▸ **Given task**
Turn the records into a numbered list, starting with the line containing "For every instance of the house" and going on through the line containing "pixel 180 253", both included. Leave out any blank lines and nothing else.

[Object position labeling records]
- - - - - - -

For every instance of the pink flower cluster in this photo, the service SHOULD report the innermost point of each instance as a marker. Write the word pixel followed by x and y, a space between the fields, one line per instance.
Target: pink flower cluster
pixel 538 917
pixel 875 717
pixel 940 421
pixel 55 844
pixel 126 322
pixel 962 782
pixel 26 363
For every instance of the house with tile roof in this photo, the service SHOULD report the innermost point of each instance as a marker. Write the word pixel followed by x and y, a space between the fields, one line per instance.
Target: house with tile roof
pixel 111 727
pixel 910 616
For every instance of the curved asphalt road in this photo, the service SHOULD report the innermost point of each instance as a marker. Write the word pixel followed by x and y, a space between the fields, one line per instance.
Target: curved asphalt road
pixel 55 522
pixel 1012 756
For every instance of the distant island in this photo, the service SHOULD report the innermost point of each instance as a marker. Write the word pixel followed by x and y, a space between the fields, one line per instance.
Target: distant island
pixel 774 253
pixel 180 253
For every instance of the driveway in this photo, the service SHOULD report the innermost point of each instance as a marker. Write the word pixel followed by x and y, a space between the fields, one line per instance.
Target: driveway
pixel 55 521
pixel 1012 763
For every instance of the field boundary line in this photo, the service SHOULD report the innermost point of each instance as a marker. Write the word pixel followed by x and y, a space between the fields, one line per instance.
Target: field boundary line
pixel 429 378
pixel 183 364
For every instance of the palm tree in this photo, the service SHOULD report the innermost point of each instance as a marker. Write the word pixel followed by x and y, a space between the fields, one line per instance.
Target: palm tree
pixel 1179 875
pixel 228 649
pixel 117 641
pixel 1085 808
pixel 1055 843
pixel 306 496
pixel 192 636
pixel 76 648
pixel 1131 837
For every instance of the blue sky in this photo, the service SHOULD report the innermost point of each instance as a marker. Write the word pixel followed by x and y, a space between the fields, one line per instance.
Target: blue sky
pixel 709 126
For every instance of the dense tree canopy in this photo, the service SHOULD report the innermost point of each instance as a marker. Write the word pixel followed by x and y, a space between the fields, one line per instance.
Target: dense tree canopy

- - - - - - -

▸ **Solved exercise**
1. For every instance of the house with tile roof in this photo, the service SHOULD report the innermost point of each instance as a marker. Write the word pixel followed by x and y, a space between the fields, one line per instance.
2. Target: house with tile roof
3. pixel 111 727
4. pixel 910 616
5. For every instance of the curved asphalt road in this photo, the service SHOULD report the innermost point of each instance as a marker. Write the word pixel followed by x and y, a space between the fields, one line per instance.
6. Target: curved asphalt road
7. pixel 55 522
8. pixel 1012 756
9. For every instance of the distant island in this photo, the service SHOULD report the innermost point of each instance as a marker. Write the word pixel followed by x and y, a space between the fields, one line per instance.
10. Target: distant island
11. pixel 774 253
12. pixel 180 253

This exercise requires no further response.